DIRECTIONS: Please reproduce the entire listing exactly.

• • • • •

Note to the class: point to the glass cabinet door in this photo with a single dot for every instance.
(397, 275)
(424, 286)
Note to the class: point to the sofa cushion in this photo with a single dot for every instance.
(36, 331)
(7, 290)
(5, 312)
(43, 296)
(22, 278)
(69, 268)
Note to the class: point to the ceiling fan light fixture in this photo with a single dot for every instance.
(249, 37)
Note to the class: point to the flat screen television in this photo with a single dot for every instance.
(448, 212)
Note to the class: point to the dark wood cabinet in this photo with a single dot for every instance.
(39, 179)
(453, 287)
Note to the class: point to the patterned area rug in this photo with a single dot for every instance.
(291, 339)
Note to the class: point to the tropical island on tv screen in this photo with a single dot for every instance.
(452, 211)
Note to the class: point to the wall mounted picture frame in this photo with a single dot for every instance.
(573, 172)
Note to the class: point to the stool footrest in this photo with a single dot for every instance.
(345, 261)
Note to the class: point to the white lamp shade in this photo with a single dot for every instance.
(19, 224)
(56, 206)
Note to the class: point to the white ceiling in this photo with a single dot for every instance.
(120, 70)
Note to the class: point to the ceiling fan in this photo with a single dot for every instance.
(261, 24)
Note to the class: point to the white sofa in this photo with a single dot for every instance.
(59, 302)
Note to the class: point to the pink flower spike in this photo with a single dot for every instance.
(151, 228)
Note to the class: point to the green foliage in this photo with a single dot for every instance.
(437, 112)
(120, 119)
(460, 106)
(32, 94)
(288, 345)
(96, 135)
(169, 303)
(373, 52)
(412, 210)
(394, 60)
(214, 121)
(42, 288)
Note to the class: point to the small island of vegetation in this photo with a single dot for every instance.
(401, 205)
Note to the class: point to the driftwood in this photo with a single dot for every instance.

• • • • •

WRITTEN ANSWER:
Note to the class: point to the glass cabinet door in this photo with a single dot for every instance.
(397, 275)
(424, 286)
Note to the class: point to the sofa cushion in this photo with a single dot for every instance.
(36, 331)
(7, 290)
(5, 312)
(43, 296)
(22, 278)
(69, 268)
Note to the class: point to the ceiling fan light fixture in this photo with a single dot for every instance.
(249, 37)
Note to the class: point to the flat screen television in this photo with a single dot for every instance.
(448, 212)
Note to the class: point to the dark wood cabinet in this photo with a single dot for every instance.
(39, 179)
(453, 287)
Note to the class: point to the patterned area rug in this photo with a single dot for every instance.
(291, 339)
Note to the class: point to the tropical island on tv screen in this photo with a single dot for every instance.
(452, 211)
Note to the class: point to the wall mounted picture frame in this photo with a single dot for every instance.
(573, 172)
Note to the class: point to the stool footrest in this photo with a single dot for every instance.
(345, 261)
Note to the class: point to the white lamp shade in this photo with a single dot for every instance.
(19, 224)
(56, 206)
Note to the class: point to the white ceiling in this photo with a single dot for every instance.
(120, 70)
Note to the class: point to the ceiling fan in this photo with a single dot for every instance.
(261, 24)
Note to the class: point to the white sofa in this photo with a single dot for every instance.
(59, 302)
Note to the class: point to the pink flower spike in this photo with a single dot for every instance.
(151, 228)
Note to the class: point to the green foliage in this photo with a single dot for every instance.
(437, 112)
(120, 119)
(460, 106)
(32, 94)
(288, 345)
(96, 135)
(169, 303)
(373, 52)
(412, 210)
(394, 60)
(214, 121)
(42, 288)
Note to the class: point to the small island of vegetation in this photo with a single dot for every instance.
(401, 205)
Note to the class: point to the driftwood in this photo with a single dot for every instance.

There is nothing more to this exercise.